# EXERCISE:
When you reach the line containing "For every instance of the snow, put" in the records below, start copying exactly, and stop once you have copied the line containing "For every instance of the snow bank, put".

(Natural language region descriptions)
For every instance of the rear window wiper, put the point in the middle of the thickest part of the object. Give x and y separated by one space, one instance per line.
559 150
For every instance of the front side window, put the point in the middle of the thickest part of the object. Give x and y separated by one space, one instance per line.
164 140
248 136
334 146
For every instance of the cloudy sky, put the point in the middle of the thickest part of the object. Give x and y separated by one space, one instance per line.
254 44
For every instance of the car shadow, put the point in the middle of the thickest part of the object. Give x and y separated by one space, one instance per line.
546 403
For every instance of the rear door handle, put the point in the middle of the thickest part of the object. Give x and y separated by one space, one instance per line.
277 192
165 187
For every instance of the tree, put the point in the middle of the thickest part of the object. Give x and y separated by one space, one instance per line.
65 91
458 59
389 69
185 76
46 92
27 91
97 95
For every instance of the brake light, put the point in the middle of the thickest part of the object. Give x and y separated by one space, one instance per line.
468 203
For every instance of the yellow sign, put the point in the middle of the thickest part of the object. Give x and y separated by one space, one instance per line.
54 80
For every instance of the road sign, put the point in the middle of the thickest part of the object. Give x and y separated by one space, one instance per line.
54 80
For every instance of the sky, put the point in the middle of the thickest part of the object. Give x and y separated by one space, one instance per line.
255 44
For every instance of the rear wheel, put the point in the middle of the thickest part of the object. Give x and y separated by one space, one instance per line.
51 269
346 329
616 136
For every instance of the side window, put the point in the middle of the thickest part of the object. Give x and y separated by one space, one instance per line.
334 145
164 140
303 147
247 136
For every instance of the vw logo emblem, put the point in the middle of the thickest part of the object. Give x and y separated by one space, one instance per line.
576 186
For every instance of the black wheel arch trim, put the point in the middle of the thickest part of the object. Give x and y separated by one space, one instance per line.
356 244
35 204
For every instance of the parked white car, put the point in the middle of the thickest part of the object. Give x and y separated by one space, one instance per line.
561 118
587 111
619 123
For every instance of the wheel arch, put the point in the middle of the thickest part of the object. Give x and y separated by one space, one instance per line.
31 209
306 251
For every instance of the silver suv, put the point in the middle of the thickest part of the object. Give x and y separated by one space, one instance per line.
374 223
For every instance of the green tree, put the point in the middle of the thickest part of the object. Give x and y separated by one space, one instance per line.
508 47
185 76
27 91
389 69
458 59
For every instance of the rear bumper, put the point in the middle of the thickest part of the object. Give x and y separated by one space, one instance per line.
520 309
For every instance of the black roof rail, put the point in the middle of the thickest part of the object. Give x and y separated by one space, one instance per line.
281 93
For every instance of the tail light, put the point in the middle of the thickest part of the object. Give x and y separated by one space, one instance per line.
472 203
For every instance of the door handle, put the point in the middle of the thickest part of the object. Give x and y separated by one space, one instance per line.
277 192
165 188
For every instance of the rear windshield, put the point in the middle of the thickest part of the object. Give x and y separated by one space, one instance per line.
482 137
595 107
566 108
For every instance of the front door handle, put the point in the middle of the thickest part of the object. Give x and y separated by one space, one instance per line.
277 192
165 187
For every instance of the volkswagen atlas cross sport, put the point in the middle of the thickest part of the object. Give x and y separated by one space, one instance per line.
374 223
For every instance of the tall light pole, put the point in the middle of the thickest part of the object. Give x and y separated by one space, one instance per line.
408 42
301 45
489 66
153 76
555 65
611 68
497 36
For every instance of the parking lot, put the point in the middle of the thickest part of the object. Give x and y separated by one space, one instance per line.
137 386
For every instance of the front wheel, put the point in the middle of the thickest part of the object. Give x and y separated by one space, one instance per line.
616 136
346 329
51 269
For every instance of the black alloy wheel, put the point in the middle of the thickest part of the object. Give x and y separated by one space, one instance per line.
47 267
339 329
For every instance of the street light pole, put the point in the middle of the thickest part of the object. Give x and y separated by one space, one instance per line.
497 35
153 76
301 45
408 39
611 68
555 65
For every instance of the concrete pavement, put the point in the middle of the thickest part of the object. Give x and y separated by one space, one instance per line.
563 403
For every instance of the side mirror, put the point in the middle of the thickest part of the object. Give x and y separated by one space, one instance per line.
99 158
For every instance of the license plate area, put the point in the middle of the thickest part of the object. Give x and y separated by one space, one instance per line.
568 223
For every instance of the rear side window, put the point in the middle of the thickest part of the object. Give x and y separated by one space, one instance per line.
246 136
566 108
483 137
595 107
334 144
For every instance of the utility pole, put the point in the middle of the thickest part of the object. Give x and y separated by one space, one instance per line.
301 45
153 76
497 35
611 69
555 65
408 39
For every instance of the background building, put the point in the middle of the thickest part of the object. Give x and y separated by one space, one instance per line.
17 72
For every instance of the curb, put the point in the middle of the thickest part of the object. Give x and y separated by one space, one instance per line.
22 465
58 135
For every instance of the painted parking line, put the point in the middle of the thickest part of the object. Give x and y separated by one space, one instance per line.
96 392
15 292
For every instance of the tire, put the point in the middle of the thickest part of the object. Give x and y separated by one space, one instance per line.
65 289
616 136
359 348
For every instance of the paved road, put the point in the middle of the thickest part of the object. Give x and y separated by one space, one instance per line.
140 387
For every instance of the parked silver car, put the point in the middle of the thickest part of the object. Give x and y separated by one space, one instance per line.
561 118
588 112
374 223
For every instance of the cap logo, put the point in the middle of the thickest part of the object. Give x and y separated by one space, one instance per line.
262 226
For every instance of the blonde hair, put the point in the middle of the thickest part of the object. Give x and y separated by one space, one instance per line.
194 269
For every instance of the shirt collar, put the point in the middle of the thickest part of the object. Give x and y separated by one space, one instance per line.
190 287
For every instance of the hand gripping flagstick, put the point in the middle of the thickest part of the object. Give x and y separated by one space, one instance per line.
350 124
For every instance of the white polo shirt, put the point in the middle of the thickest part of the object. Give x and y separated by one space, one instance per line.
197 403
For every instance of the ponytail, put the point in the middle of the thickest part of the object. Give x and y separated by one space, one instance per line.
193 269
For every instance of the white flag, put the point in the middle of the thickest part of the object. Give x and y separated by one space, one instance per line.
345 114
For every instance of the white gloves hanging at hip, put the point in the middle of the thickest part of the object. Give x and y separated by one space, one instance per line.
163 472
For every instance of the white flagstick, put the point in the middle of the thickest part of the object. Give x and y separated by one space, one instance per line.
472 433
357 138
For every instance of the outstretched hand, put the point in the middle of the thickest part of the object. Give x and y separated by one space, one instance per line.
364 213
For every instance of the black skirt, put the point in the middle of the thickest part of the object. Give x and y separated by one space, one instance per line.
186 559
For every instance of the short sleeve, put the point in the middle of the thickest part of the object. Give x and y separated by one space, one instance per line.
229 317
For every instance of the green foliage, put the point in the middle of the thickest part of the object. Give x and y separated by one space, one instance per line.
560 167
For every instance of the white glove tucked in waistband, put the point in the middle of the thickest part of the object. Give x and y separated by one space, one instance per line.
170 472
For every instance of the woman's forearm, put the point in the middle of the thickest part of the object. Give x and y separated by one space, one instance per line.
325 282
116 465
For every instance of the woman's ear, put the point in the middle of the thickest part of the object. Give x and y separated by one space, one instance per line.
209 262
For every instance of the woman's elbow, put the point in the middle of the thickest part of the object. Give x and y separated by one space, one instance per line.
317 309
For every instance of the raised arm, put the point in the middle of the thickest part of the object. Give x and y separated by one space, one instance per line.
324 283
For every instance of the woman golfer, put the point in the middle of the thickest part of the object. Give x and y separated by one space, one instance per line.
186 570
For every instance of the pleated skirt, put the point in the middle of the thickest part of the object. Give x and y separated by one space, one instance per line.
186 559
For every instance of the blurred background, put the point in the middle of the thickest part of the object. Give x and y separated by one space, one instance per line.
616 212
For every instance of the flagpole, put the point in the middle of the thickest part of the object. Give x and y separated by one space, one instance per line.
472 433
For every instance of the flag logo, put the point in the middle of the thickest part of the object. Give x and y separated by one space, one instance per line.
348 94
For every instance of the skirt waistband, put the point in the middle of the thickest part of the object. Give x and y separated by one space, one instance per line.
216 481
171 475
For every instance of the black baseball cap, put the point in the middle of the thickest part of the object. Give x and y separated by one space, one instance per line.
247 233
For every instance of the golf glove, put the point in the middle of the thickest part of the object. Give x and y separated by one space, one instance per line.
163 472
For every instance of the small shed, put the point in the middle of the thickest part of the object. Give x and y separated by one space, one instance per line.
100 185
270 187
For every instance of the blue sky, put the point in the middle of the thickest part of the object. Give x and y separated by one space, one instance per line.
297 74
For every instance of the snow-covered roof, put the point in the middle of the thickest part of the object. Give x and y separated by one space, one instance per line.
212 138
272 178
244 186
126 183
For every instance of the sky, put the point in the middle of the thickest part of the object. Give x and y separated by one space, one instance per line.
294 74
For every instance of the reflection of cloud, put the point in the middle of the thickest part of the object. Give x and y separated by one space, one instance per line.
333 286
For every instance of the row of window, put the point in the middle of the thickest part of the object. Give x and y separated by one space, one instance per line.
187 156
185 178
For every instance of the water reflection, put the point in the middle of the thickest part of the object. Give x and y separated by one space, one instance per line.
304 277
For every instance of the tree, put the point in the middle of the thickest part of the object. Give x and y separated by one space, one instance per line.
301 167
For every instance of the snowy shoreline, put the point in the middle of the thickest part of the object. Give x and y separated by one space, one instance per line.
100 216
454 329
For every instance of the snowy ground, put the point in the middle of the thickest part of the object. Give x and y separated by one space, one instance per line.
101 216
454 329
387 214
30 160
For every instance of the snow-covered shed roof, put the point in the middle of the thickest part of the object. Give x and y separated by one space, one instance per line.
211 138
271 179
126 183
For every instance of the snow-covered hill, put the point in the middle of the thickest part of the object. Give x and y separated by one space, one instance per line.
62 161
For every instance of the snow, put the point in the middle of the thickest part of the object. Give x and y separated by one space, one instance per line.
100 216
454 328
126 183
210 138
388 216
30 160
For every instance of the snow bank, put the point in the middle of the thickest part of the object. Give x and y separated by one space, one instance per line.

...

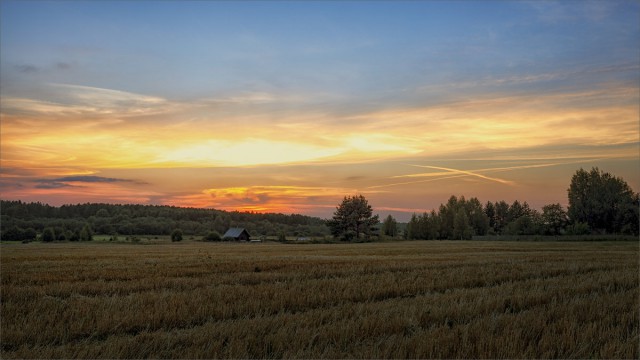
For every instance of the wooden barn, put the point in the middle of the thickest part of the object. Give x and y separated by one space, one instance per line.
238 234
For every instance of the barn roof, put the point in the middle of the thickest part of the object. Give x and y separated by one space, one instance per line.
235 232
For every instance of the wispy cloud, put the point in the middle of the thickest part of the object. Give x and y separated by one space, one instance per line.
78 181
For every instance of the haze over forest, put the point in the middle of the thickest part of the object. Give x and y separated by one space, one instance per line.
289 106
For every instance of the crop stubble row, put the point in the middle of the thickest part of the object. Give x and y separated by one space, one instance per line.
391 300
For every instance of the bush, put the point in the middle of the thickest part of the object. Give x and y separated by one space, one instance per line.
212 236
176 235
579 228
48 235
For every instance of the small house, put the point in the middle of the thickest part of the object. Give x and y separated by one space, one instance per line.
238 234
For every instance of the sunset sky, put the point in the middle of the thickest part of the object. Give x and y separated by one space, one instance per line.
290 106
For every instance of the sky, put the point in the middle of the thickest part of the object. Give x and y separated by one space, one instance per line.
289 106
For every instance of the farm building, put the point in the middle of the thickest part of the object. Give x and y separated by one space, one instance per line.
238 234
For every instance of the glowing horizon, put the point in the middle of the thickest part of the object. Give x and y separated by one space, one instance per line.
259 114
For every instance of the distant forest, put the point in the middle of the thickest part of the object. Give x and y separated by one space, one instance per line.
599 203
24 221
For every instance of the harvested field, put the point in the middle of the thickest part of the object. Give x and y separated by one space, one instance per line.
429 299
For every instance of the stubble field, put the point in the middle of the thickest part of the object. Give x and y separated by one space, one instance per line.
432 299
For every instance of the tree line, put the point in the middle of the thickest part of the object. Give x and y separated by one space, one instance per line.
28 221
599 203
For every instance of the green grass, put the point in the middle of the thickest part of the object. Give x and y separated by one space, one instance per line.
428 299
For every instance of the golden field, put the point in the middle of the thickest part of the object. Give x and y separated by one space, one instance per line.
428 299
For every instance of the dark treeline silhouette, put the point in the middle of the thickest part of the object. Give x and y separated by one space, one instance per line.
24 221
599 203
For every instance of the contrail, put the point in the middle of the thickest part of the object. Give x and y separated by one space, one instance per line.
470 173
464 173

# ANSWER FOR THE TASK:
For every instance of the snow, put the point in the middle of the thickest part of the object. Give x and y separated by one space, one instance per line.
100 216
454 328
126 183
210 138
388 216
30 160
For every instance of the snow bank, put the point in the middle of the thickest part of the object. Give x and y separated by one space, one instance per line.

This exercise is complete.